Instruction:
Scale every line of the items below: copy the wording unchanged, and multiply each box coordinate in the answers by 0.2, rounding to whole numbers with halves going up.

_ _ _ _

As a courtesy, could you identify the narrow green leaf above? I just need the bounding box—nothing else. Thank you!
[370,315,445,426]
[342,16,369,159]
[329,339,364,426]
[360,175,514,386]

_ _ _ _

Result for this task:
As a courtesy, could you identify the narrow green leaf above? I just need the bounding box—nothing else. Thank you!
[74,63,89,85]
[68,3,74,32]
[66,68,73,85]
[72,35,103,77]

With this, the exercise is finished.